Your task >> Your answer must be an exact copy of the records below, with every picture left out.

Extracted information below:

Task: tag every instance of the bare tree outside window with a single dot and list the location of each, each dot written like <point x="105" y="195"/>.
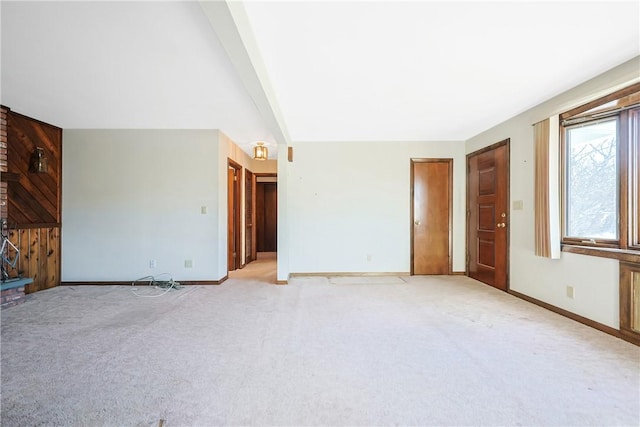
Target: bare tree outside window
<point x="592" y="181"/>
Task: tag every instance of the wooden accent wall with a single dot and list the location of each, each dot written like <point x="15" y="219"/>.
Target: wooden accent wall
<point x="3" y="162"/>
<point x="33" y="199"/>
<point x="39" y="256"/>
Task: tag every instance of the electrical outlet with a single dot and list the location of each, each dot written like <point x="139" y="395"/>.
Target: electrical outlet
<point x="570" y="292"/>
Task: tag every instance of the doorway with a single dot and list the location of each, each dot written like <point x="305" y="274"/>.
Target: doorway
<point x="234" y="173"/>
<point x="487" y="215"/>
<point x="431" y="216"/>
<point x="249" y="217"/>
<point x="266" y="213"/>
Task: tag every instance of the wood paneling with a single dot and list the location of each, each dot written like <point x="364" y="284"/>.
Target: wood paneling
<point x="39" y="256"/>
<point x="34" y="198"/>
<point x="32" y="208"/>
<point x="3" y="162"/>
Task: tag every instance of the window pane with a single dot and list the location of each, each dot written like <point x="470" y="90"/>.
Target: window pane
<point x="592" y="181"/>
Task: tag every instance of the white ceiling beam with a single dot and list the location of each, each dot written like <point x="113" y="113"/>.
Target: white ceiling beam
<point x="230" y="23"/>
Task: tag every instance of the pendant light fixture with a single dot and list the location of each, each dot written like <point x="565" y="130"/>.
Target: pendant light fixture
<point x="260" y="151"/>
<point x="38" y="163"/>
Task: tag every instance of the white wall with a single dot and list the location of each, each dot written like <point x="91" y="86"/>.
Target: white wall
<point x="349" y="200"/>
<point x="129" y="196"/>
<point x="595" y="279"/>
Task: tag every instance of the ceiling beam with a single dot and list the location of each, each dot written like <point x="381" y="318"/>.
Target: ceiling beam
<point x="231" y="24"/>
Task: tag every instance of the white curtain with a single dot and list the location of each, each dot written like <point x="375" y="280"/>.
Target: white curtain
<point x="547" y="188"/>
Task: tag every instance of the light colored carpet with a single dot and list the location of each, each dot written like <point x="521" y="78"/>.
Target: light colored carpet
<point x="419" y="351"/>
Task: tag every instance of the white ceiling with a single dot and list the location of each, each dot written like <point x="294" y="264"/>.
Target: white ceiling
<point x="346" y="71"/>
<point x="339" y="71"/>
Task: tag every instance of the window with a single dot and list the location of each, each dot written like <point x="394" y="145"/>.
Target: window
<point x="600" y="172"/>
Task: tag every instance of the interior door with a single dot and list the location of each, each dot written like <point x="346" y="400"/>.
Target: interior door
<point x="431" y="214"/>
<point x="267" y="216"/>
<point x="487" y="215"/>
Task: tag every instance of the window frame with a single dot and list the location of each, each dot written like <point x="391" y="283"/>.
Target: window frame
<point x="627" y="113"/>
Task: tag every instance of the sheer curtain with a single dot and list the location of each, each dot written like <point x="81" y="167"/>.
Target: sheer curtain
<point x="547" y="188"/>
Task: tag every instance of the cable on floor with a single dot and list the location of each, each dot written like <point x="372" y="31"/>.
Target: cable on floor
<point x="167" y="285"/>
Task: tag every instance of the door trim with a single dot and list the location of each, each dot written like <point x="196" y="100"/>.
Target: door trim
<point x="234" y="218"/>
<point x="449" y="161"/>
<point x="505" y="142"/>
<point x="250" y="220"/>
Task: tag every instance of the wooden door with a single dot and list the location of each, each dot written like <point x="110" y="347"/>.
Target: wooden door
<point x="233" y="215"/>
<point x="431" y="215"/>
<point x="249" y="217"/>
<point x="487" y="215"/>
<point x="267" y="216"/>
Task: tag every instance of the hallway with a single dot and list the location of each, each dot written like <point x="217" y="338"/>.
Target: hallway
<point x="262" y="270"/>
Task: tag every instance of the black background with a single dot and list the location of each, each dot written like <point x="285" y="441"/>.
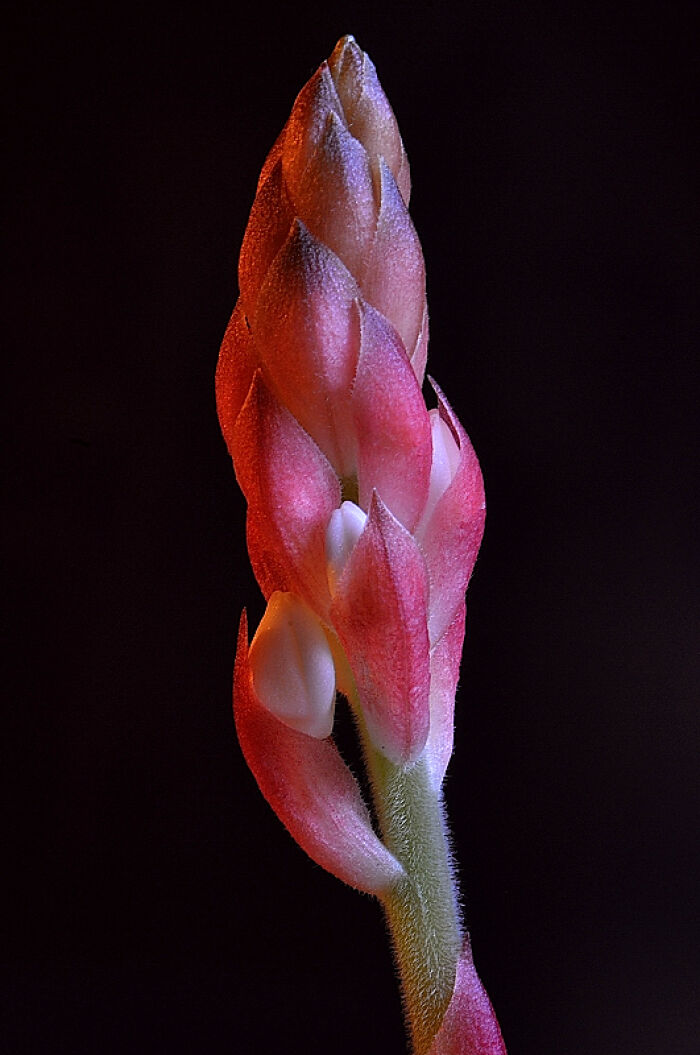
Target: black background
<point x="155" y="903"/>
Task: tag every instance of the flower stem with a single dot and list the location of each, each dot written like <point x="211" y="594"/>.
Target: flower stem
<point x="422" y="909"/>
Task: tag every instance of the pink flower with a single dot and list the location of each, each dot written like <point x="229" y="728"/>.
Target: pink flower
<point x="365" y="509"/>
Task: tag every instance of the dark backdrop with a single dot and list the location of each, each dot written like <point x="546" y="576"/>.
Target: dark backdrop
<point x="155" y="903"/>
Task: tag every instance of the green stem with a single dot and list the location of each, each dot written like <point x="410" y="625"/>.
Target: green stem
<point x="422" y="909"/>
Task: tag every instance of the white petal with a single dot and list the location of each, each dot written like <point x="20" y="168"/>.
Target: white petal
<point x="345" y="526"/>
<point x="444" y="465"/>
<point x="292" y="667"/>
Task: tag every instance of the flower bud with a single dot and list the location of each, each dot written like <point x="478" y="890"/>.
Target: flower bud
<point x="292" y="667"/>
<point x="345" y="526"/>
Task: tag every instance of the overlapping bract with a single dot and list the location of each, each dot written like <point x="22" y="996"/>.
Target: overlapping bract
<point x="318" y="394"/>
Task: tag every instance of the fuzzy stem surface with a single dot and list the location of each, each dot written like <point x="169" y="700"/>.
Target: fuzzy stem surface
<point x="422" y="909"/>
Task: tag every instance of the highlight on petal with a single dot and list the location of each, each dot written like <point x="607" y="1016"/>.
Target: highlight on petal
<point x="380" y="612"/>
<point x="291" y="491"/>
<point x="367" y="110"/>
<point x="469" y="1025"/>
<point x="451" y="537"/>
<point x="345" y="526"/>
<point x="292" y="666"/>
<point x="444" y="464"/>
<point x="444" y="675"/>
<point x="391" y="423"/>
<point x="307" y="122"/>
<point x="336" y="196"/>
<point x="310" y="788"/>
<point x="394" y="280"/>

End of Extracted information.

Response area >>
Task: tag every instance of the bare tree outside window with a single dot and list the location of each, each dot written like <point x="105" y="195"/>.
Target: bare tree outside window
<point x="592" y="181"/>
Task: tag every instance of the wooden accent wall with a single dot and list the location of each, each dot written like <point x="15" y="219"/>.
Target: wooden accent wall
<point x="3" y="162"/>
<point x="33" y="199"/>
<point x="39" y="256"/>
Task: tag every instance of the electrical outlet with a single dot and list the location of each, each dot written like <point x="139" y="395"/>.
Target: electrical outlet
<point x="570" y="292"/>
Task: tag every instance of the doorway with a single dot and list the location of each, each dot written like <point x="305" y="274"/>.
Target: doorway
<point x="234" y="173"/>
<point x="487" y="215"/>
<point x="431" y="216"/>
<point x="249" y="217"/>
<point x="266" y="213"/>
Task: tag every instance of the wood paneling with a single dot and list the location of each, each dot written like <point x="364" y="284"/>.
Target: wood paneling
<point x="39" y="256"/>
<point x="34" y="198"/>
<point x="32" y="208"/>
<point x="3" y="162"/>
Task: tag every instance of the window pane with a single dot and list the location of each, each dot written like <point x="470" y="90"/>.
Target: window pane
<point x="592" y="181"/>
Task: tag every instance of the white ceiling beam with a single dot and list the location of each, each dot written like <point x="113" y="113"/>.
Target: white ceiling beam
<point x="230" y="23"/>
Task: tag every instance of the pendant light fixture with a single dot and list the location of each, each dot written like <point x="565" y="130"/>.
Target: pendant light fixture
<point x="260" y="151"/>
<point x="38" y="163"/>
Task: tag every instance of the white wall with a single dot and list the location of each, each dot written like <point x="91" y="86"/>.
Target: white wall
<point x="349" y="200"/>
<point x="129" y="196"/>
<point x="595" y="279"/>
Task: tag every instance of the ceiling beam with a single dot and list the location of each, each dot written like <point x="381" y="318"/>.
Target: ceiling beam
<point x="231" y="24"/>
Task: tag every instance of the white curtain with a single dot and list the location of each, each dot written like <point x="375" y="280"/>.
Target: white curtain
<point x="547" y="188"/>
Task: tag every instance of the light colored carpet with a single dot and list the location of each, each dot written like <point x="521" y="78"/>.
Target: light colored carpet
<point x="419" y="351"/>
Task: tag every instance of the white ceiling with a single dot and list the location of each, each dot written like <point x="294" y="264"/>.
Target: white ceiling
<point x="346" y="71"/>
<point x="339" y="71"/>
Task: tag every instance of the window with a single dot and list the location of each, each dot written like <point x="394" y="145"/>.
Target: window
<point x="600" y="172"/>
Task: tag every instance of the interior door with a single dot and list the location of each, each dot written like <point x="346" y="400"/>.
Target: interior door
<point x="431" y="214"/>
<point x="267" y="216"/>
<point x="487" y="215"/>
Task: tag every instance of the window frame with a single dot and list the location of each, each dot written like <point x="391" y="283"/>.
Target: window frame
<point x="627" y="113"/>
Task: tag every instance of the sheer curtain with a single dot and list the location of each, each dot written like <point x="81" y="167"/>.
Target: sheer curtain
<point x="547" y="188"/>
Task: tag every instance of the cable on floor with a single dot and list the location of each, each dot written like <point x="372" y="31"/>.
Target: cable on floor
<point x="167" y="285"/>
Task: tag every instance of the door trim with a single dot and list the location of each, each dot written like <point x="196" y="100"/>.
Target: door trim
<point x="234" y="218"/>
<point x="449" y="161"/>
<point x="505" y="142"/>
<point x="250" y="220"/>
Task: tag every instance of the wooden door with a single dot and list the location of each, each dot written like <point x="110" y="347"/>.
Target: wooden door
<point x="233" y="215"/>
<point x="431" y="215"/>
<point x="249" y="217"/>
<point x="487" y="215"/>
<point x="267" y="216"/>
Task: tag every instance of the hallway with a single dot and list the location of each, each dot written like <point x="217" y="338"/>.
Target: hallway
<point x="262" y="270"/>
Task: tag every instance of the black background with a single dot and list the location of each, each dot written like <point x="285" y="441"/>.
Target: black background
<point x="155" y="903"/>
Task: tag every instance of the flower stem with a single dot and list the location of each, each dot written like <point x="211" y="594"/>.
Target: flower stem
<point x="422" y="909"/>
Task: tag every instance of the pink flower with a single dot and list the location of each, each dot written like <point x="229" y="728"/>.
Target: pink flower
<point x="365" y="509"/>
Task: tag every instance of the dark backdrop with a single dot and list the location of each, each dot written like <point x="546" y="576"/>.
Target: dark backdrop
<point x="155" y="903"/>
Task: tag every instance of the green stem with a single dot and list the location of each, each dot written like <point x="410" y="625"/>.
Target: green stem
<point x="422" y="909"/>
Task: tag every instance of the white petal with a single dot and list the location of each, each dot written like <point x="20" y="168"/>.
Target: white petal
<point x="345" y="526"/>
<point x="444" y="465"/>
<point x="292" y="667"/>
Task: tag every instance of the flower bud with a single dot and list the location of each, each dot written like <point x="478" y="890"/>.
Target: flower bud
<point x="292" y="667"/>
<point x="345" y="526"/>
Task: tag every instance of the overlapping bract with a single dot and list the location of each, each dot written like <point x="22" y="996"/>.
Target: overlapping bract
<point x="318" y="394"/>
Task: tag every instance of the fuzzy stem surface with a single dot and list the location of each, each dot written like <point x="169" y="700"/>.
Target: fuzzy stem surface
<point x="422" y="909"/>
Task: tag every instance of the highlight on petal with a single dot and list the location of each, each dot written like <point x="607" y="1016"/>.
Target: highlight on petal
<point x="380" y="612"/>
<point x="291" y="491"/>
<point x="367" y="110"/>
<point x="469" y="1025"/>
<point x="451" y="537"/>
<point x="345" y="526"/>
<point x="292" y="666"/>
<point x="444" y="464"/>
<point x="444" y="675"/>
<point x="391" y="423"/>
<point x="307" y="122"/>
<point x="336" y="196"/>
<point x="310" y="788"/>
<point x="394" y="280"/>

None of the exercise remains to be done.